▸ **DETALHES DO PROBLEMA**
Disponha em lista numerada as linhas dos registros abaixo, da que contém "[trace] every instance of the satellite dish" até a que contém "POLYGON ((358 586, 363", ambas incluídas. Deixe de fora as linhas em branco.

(Registros brutos)
########################################
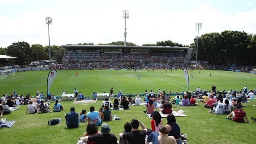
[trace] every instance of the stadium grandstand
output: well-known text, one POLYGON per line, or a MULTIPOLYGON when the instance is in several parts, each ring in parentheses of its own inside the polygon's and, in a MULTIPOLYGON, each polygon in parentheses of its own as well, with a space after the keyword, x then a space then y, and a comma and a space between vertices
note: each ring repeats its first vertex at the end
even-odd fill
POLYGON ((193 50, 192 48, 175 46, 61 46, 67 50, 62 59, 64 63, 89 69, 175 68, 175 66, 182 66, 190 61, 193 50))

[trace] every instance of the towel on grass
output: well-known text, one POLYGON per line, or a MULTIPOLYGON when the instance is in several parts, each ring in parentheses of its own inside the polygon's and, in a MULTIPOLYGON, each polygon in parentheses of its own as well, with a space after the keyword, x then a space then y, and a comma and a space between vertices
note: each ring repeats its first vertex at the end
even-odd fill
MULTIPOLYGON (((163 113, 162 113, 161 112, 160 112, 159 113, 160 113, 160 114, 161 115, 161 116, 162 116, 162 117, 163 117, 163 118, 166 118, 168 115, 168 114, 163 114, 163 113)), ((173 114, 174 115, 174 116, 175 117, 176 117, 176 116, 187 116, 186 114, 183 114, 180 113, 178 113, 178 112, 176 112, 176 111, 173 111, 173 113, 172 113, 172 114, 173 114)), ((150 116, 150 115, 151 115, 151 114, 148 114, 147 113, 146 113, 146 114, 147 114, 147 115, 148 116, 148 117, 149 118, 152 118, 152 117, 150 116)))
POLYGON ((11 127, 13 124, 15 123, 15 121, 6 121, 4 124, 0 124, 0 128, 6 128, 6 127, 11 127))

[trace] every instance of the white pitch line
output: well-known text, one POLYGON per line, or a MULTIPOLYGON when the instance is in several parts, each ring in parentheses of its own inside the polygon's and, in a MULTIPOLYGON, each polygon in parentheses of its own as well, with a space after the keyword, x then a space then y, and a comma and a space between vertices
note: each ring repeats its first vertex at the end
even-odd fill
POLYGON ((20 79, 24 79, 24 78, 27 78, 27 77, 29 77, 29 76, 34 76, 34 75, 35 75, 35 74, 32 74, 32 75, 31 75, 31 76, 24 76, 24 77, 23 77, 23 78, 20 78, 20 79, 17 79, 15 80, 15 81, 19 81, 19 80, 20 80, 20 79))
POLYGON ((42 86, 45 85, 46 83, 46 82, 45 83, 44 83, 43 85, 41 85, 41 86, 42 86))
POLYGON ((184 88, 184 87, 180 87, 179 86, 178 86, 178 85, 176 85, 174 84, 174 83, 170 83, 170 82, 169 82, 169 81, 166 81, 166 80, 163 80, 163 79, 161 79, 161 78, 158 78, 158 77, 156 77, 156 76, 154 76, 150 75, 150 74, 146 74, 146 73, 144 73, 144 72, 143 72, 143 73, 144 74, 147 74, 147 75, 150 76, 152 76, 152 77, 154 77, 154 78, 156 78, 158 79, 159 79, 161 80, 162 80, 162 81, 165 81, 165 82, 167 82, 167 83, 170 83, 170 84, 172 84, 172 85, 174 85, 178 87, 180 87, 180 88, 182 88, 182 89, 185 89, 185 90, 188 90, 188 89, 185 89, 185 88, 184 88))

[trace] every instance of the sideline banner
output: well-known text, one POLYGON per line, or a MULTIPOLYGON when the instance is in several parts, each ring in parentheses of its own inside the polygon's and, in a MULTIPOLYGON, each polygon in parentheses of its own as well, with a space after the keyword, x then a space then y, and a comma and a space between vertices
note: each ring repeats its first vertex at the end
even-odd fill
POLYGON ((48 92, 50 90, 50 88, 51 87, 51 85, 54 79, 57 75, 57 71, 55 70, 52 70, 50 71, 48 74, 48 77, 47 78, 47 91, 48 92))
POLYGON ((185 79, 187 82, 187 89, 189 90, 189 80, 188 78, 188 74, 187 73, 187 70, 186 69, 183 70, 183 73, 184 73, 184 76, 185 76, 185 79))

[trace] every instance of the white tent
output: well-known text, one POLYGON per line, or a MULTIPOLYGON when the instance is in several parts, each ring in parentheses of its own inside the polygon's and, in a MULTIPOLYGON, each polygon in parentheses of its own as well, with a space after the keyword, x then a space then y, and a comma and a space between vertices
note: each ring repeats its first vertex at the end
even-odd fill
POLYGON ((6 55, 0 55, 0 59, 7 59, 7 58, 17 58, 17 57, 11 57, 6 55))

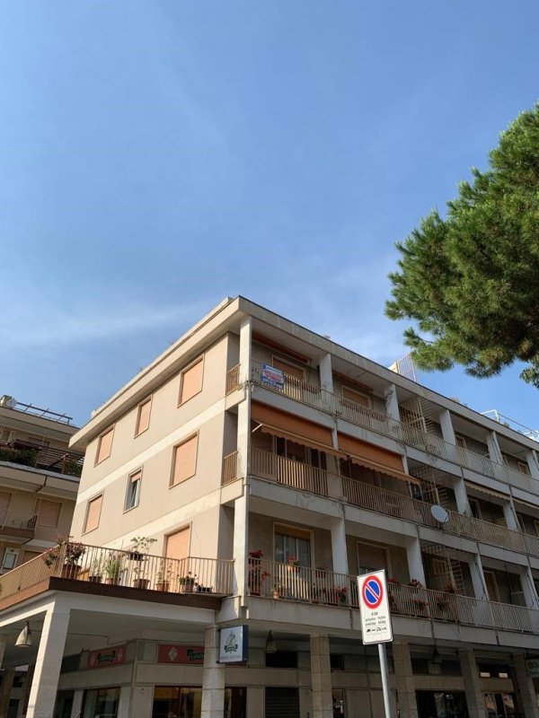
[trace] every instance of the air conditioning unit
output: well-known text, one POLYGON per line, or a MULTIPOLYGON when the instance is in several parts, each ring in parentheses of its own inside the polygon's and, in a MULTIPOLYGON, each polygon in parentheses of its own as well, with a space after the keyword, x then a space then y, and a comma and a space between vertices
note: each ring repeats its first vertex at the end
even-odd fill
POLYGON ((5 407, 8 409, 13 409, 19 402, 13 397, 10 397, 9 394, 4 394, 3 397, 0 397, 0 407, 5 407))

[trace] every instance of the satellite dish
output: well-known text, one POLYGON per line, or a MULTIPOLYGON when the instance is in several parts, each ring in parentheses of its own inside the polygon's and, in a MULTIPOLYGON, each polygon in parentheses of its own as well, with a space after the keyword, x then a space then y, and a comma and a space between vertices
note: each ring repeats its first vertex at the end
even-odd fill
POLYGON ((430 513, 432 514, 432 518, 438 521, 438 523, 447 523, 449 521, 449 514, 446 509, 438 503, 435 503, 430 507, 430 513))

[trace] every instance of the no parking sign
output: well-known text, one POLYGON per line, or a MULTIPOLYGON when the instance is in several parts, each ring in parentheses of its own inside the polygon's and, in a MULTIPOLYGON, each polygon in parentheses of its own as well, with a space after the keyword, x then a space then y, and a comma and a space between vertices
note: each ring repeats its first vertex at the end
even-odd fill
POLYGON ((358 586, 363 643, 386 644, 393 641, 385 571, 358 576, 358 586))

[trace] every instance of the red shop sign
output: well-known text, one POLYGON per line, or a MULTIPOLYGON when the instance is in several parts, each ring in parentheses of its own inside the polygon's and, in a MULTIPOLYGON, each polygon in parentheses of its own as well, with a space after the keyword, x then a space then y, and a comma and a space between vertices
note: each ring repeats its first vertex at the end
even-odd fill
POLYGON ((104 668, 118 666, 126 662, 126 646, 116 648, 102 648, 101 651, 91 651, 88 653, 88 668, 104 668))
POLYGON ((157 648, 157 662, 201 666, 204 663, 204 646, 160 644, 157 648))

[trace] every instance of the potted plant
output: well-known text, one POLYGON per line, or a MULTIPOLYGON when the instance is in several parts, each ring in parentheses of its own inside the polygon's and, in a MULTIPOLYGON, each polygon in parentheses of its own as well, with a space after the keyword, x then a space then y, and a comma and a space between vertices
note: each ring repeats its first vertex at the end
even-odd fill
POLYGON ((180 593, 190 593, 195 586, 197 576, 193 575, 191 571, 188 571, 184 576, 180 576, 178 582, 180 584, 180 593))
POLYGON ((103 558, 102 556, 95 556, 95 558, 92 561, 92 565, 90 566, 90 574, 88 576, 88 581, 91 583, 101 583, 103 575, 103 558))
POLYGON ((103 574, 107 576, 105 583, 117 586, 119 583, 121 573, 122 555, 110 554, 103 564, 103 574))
########################################
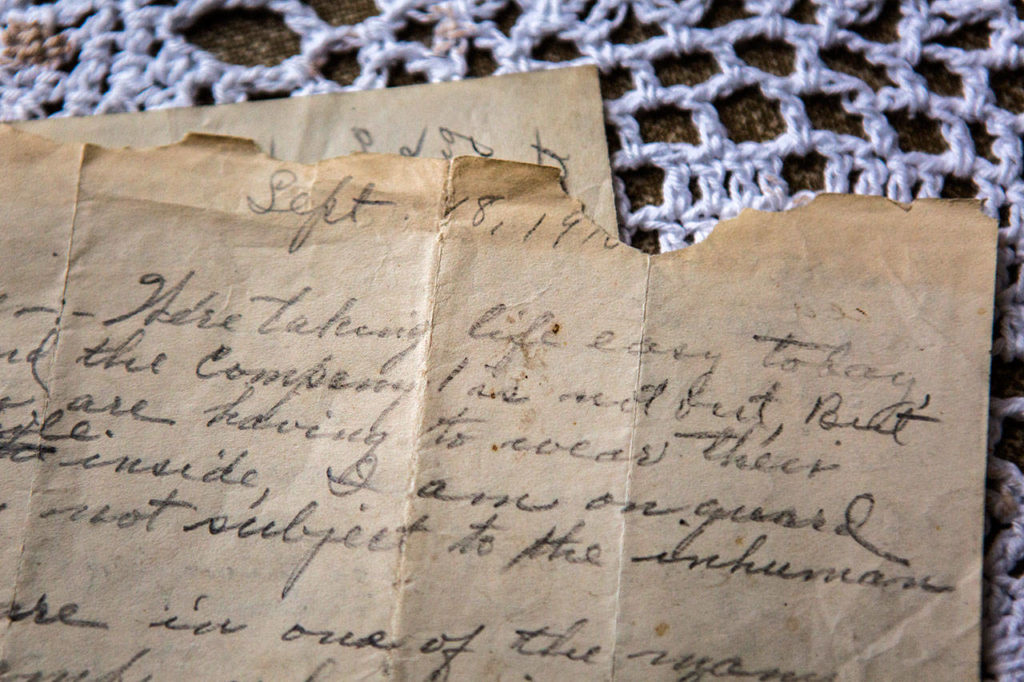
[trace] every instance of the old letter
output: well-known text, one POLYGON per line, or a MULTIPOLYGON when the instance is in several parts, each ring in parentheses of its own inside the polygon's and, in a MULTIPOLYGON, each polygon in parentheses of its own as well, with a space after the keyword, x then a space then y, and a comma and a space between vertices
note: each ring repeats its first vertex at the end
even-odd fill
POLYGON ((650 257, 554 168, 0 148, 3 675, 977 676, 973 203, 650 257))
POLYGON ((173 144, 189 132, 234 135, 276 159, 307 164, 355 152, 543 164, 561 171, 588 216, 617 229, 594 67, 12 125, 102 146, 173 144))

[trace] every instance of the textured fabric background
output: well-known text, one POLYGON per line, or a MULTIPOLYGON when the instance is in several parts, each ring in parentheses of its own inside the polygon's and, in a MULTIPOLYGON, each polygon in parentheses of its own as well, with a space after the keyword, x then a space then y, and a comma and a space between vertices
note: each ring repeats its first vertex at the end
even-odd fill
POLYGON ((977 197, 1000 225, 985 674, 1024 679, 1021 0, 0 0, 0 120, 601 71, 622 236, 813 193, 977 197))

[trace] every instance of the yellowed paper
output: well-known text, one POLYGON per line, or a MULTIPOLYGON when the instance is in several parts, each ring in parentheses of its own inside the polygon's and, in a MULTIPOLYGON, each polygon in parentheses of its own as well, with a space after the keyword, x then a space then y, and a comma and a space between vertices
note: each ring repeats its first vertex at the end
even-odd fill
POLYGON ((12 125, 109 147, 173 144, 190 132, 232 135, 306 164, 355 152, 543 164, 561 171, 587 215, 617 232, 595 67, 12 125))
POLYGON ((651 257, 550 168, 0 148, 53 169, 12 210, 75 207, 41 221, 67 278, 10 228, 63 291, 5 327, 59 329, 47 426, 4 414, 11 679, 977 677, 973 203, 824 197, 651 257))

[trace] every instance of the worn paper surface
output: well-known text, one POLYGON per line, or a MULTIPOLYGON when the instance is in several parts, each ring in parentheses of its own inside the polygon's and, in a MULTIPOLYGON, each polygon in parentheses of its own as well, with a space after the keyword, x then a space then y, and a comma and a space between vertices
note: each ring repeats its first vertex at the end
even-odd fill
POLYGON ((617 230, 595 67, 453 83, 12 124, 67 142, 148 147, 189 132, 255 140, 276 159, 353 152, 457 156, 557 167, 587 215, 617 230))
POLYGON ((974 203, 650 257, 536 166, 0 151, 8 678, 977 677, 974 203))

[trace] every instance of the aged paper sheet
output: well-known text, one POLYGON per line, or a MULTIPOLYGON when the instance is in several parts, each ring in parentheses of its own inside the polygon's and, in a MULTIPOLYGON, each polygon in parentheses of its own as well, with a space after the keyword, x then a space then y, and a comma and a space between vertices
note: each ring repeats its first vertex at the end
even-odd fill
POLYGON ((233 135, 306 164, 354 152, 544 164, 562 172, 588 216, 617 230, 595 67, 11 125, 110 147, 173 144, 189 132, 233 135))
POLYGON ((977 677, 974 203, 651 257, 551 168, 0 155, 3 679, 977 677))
########################################
▸ **A RESPOSTA**
1. [trace] every instance of the satellite dish
2. output: well-known text, one POLYGON per line, or a MULTIPOLYGON when the instance is in several parts, each ring in parentheses of its own inside the polygon's and, in a MULTIPOLYGON, each polygon in parentheses of its own as well, with a space after the keyword, x then a space then y, and a comma and a space between vertices
3. note: each ring repeats its first vertex at the end
4. even-odd fill
5. POLYGON ((430 513, 432 514, 432 518, 438 521, 438 523, 447 523, 449 521, 449 514, 446 509, 438 503, 435 503, 430 507, 430 513))
6. [trace] every instance of the no parking sign
7. output: well-known text, one POLYGON per line, or a MULTIPOLYGON when the instance is in several parts, each ring in parentheses of its own inside the polygon's and, in a MULTIPOLYGON, each polygon in parentheses of its own as well, with a space after the keyword, x then a space then y, and a comma and a space between vertices
8. note: each ring repeats its first vertex at the end
9. even-odd fill
10. POLYGON ((358 586, 363 643, 386 644, 393 641, 385 571, 358 576, 358 586))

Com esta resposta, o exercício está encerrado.